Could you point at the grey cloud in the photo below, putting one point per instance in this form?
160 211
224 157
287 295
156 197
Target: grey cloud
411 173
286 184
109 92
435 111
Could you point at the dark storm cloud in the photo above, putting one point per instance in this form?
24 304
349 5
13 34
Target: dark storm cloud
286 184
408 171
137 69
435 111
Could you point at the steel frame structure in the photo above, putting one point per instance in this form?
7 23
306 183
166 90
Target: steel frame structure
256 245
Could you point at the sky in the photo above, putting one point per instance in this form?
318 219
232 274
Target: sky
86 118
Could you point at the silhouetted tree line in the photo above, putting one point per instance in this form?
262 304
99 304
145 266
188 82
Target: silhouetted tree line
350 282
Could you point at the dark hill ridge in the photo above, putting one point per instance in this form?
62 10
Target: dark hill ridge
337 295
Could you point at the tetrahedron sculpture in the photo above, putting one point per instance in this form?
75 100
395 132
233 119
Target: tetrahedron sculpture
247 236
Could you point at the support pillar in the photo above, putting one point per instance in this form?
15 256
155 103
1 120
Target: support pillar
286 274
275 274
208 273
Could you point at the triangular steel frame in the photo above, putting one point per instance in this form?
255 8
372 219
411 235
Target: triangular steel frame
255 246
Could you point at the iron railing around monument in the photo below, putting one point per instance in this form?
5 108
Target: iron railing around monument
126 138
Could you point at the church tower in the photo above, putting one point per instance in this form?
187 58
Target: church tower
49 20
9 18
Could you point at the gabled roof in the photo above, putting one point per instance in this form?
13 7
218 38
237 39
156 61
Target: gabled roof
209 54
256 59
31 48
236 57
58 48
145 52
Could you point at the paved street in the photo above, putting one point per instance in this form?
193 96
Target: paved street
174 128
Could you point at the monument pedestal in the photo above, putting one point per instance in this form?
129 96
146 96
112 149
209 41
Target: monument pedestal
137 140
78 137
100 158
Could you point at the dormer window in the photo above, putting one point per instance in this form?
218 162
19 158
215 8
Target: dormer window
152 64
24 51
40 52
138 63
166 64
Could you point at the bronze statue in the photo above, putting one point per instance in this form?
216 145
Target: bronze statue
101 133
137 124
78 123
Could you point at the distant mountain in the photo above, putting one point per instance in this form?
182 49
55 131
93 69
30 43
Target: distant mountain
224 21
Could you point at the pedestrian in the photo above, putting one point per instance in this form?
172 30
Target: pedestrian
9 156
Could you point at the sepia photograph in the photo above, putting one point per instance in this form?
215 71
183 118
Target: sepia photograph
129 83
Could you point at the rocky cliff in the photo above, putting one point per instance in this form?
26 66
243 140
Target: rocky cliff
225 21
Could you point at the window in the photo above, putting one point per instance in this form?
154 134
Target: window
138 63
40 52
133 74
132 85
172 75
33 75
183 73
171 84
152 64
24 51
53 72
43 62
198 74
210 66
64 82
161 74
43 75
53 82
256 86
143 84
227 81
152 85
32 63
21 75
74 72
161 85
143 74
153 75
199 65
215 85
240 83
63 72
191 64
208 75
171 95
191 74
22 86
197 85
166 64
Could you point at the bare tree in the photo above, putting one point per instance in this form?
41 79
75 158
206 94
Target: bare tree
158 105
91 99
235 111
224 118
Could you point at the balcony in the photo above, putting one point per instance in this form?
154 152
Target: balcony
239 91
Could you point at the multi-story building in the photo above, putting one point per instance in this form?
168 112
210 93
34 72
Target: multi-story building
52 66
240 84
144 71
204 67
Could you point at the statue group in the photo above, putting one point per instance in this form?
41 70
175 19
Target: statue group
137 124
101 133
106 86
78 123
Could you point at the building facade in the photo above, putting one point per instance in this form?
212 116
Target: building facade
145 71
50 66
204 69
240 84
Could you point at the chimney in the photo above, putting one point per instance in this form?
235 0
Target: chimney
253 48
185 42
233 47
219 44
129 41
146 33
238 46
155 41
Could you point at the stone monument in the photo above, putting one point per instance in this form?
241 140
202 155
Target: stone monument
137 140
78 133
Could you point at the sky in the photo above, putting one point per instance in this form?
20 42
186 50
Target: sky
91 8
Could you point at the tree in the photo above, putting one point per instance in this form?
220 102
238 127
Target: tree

◆ **REQUIRED TASK**
Please reproduce all of the rows above word for word, keeping every line in its original order.

◆ **OUTPUT FOR THIS TASK**
Could you point at the grey cloud in the photo below, putting one point per instance in this form?
160 211
224 157
287 295
156 197
Target: grey cloud
411 173
286 184
109 92
435 111
Could you point at the dark storm cloud in the photo above, putting one point per instance in this form?
24 304
349 5
13 34
Target: dark storm cloud
286 184
408 171
137 69
435 111
Could you point at the steel frame structure in the photo above, putting one point per instance in this form?
7 23
306 183
166 90
Target: steel frame structure
256 245
Could you point at the sky in the photo above, putting one point per instance in this form?
318 219
232 274
Target: sky
86 118
Could you point at the silhouetted tree line in the photo above, putting one point per instance in this form?
262 304
99 304
145 266
188 82
Target: silhouetted tree line
350 282
Could you point at the dark hill ridge in the photo above, putting one point per instance in this form?
62 10
Target: dark hill ridge
337 295
Could you point at the tetrahedron sculpture in the photo above, putting one point per instance in this form?
75 100
395 132
233 119
Target: tetrahedron sculpture
247 236
Could you point at the support pillar in the photo above, putting one point per instance in this form?
15 256
155 103
1 120
Target: support pillar
286 274
275 274
208 273
Could you point at the triangular steel frame in the photo above, putting one point per instance in this form?
255 8
372 219
411 235
Target: triangular steel frame
255 246
Could you point at the iron railing around monument in the photo below, putting one point per instance in this form?
5 108
Target: iron railing around monument
126 138
Could you point at the church tower in the photo above, putting one point per instance in this form?
187 58
Target: church tower
49 20
9 18
Could you point at the gabled roof in the photo above, putting one point per instance in this form?
13 7
218 38
237 39
156 61
Target: gabled roof
209 54
256 59
31 48
236 57
58 48
145 52
Could you point at the paved street in the photo above, putting one point per instance in this form?
193 96
Target: paved street
174 128
Could you point at the monument pedestal in the photo above, putting one point per instance in this form?
129 96
146 96
112 149
209 41
Target: monument pedestal
137 140
78 137
100 158
Could you point at the dormer window in the photo above, putting one point per instance in this form?
218 162
19 158
215 8
Target: dormer window
152 64
24 51
40 52
138 63
166 64
Could you point at the bronze statue in the photo above, putting one point per instance in this form?
216 145
Target: bronze statue
101 133
137 124
78 123
Could you point at the distant mountain in the photo above, putting one point per instance in this form?
182 49
55 131
93 69
30 43
Target: distant mountain
224 21
Could you point at the pedestrian in the photo above, putting one point per instance in this form?
172 30
Target: pedestrian
9 156
Could you point at the sepia photograph in the photo above, putting one point per instance in this form?
215 71
183 118
Target: sepia photograph
129 83
Could you point at the rocky cliff in the photo above, putting one point per instance in this form?
26 66
243 140
Target: rocky cliff
225 21
Could you point at the window in the photo above, putting one point per instance in this form?
154 134
Target: window
138 63
40 52
133 74
132 85
172 75
33 75
183 73
171 84
152 64
24 51
53 72
43 62
198 74
210 66
64 82
161 74
43 75
53 82
256 86
143 84
227 81
152 85
32 63
21 75
74 72
161 85
143 74
153 75
199 65
215 85
240 83
63 72
191 64
208 75
171 95
191 74
22 86
197 85
166 64
Could you point at the bare tree in the photo above, putting one point per instance in this form?
41 79
75 158
206 94
Target: bare tree
158 105
91 99
235 111
224 118
Could you point at the balcony in the photo above, putting one point per instance in this form?
154 152
Target: balcony
239 91
Could you point at the multi-story building in the photo above, putting one point per instance in this form?
168 112
210 93
34 72
Target: multi-story building
52 66
240 84
144 71
204 67
Could you point at the statue group in the photo above, putting one point per instance in this form?
41 70
175 19
Target: statue group
137 124
101 133
106 86
78 123
Could you point at the building facade in the photo above, putting one point per instance in this form?
212 116
Target: building facade
145 71
50 66
204 69
240 84
Could you point at the chimney in the photo above, putting one point per instance in this form?
235 0
Target: chimney
253 48
185 42
233 47
219 44
129 41
146 33
238 46
155 41
Could you point at the stone monument in the photo above, putting one point per instance in this form?
241 140
202 155
Target: stone monument
137 140
78 133
Could you point at the sky in the photo above, putting one point per instance in this form?
20 42
186 50
Target: sky
91 8
Could you point at the tree in the photo above, putting one point per instance in this form?
220 102
238 127
Target: tree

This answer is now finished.